• [Challenge A]: Reproduce the passage about Mallya's airline word for word, starting at "The airline business, contrary" and ending at "figure it out.".

• [Excerpted text]:
Not so for Mallya. Even though he had no,
zero, experience of running any kind of airline, the banks seemed to have
absolutely no problems pouring in money. Soon enough, he bought a fleet of
planes, hired staff by enticing them away from other airlines with much greater
salary offers, and started flying operations. And in order to make his airline
stand out from among the others, he started offering things that none of the
rest did, such as paying for booking on other airlines if one of his passengers
missed a flight. And in order to keep his employees happy, he continued to pay
them more than anyone else, invited them all to gala parties, and the like.
All this, of course, was on the money he’d
borrowed from the banks. Please remember this.
The airline business, contrary to what a
lot of people might imagine, is actually extremely capital-intensive, and
almost all earnings are ploughed right back into keeping things going. I’ve
read that the profit margin can be as low as 3%. Therefore, if one starts out
by increasing one’s expenses far beyond the competition, one must be able to
compensate by increased income, or one will be faced with bankruptcy. And with
the strictly limited paying capacity of the Great Indian Muddle Class, one
can’t increase income beyond a very small limit because the customer will
simply choose the cheaper alternatives. This is only logical; it doesn’t need
an airline executive to figure it out.

(Stored dataset items)
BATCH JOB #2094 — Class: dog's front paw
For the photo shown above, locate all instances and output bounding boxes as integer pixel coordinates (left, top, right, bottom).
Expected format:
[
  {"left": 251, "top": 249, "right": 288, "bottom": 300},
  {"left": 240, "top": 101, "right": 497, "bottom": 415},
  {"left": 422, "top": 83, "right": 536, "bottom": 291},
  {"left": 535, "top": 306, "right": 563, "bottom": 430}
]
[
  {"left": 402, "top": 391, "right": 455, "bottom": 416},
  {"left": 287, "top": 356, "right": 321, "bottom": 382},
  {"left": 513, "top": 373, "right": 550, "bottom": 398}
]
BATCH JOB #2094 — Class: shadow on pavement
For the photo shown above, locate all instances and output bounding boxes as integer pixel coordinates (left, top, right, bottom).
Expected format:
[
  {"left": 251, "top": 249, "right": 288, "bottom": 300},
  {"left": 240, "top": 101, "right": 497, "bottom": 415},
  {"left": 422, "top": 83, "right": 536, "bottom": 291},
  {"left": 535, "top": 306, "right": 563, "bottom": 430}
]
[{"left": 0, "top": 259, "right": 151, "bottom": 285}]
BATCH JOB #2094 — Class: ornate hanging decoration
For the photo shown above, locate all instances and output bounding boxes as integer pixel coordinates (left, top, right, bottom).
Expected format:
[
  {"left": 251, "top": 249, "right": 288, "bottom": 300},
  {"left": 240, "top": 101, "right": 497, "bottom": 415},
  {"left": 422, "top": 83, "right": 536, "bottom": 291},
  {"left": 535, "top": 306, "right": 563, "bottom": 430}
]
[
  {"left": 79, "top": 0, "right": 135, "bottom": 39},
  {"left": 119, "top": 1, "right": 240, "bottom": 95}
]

• [Challenge B]: Please transcribe all of the records above, line for line, without any changes.

• [Full solution A]:
The airline business, contrary to what a
lot of people might imagine, is actually extremely capital-intensive, and
almost all earnings are ploughed right back into keeping things going. I’ve
read that the profit margin can be as low as 3%. Therefore, if one starts out
by increasing one’s expenses far beyond the competition, one must be able to
compensate by increased income, or one will be faced with bankruptcy. And with
the strictly limited paying capacity of the Great Indian Muddle Class, one
can’t increase income beyond a very small limit because the customer will
simply choose the cheaper alternatives. This is only logical; it doesn’t need
an airline executive to figure it out.

• [Full solution B]:
BATCH JOB #2094 — Class: dog's front paw
For the photo shown above, locate all instances and output bounding boxes as integer pixel coordinates (left, top, right, bottom).
Expected format:
[
  {"left": 251, "top": 249, "right": 288, "bottom": 300},
  {"left": 240, "top": 101, "right": 497, "bottom": 415},
  {"left": 422, "top": 83, "right": 536, "bottom": 291},
  {"left": 535, "top": 306, "right": 563, "bottom": 430}
]
[
  {"left": 402, "top": 391, "right": 455, "bottom": 416},
  {"left": 287, "top": 356, "right": 321, "bottom": 382},
  {"left": 513, "top": 373, "right": 550, "bottom": 398}
]
BATCH JOB #2094 — Class: shadow on pavement
For the photo shown above, locate all instances and output bounding boxes as integer pixel coordinates (left, top, right, bottom).
Expected format:
[
  {"left": 251, "top": 249, "right": 288, "bottom": 300},
  {"left": 240, "top": 101, "right": 497, "bottom": 415},
  {"left": 422, "top": 83, "right": 536, "bottom": 291},
  {"left": 535, "top": 306, "right": 563, "bottom": 430}
]
[{"left": 0, "top": 259, "right": 151, "bottom": 285}]
BATCH JOB #2094 — Class: ornate hanging decoration
For the photo shown above, locate all instances and output bounding boxes as integer pixel coordinates (left, top, right, bottom).
Expected format:
[
  {"left": 251, "top": 249, "right": 288, "bottom": 300},
  {"left": 240, "top": 101, "right": 497, "bottom": 415},
  {"left": 422, "top": 83, "right": 536, "bottom": 291},
  {"left": 535, "top": 306, "right": 563, "bottom": 430}
]
[
  {"left": 79, "top": 0, "right": 135, "bottom": 39},
  {"left": 119, "top": 1, "right": 240, "bottom": 95}
]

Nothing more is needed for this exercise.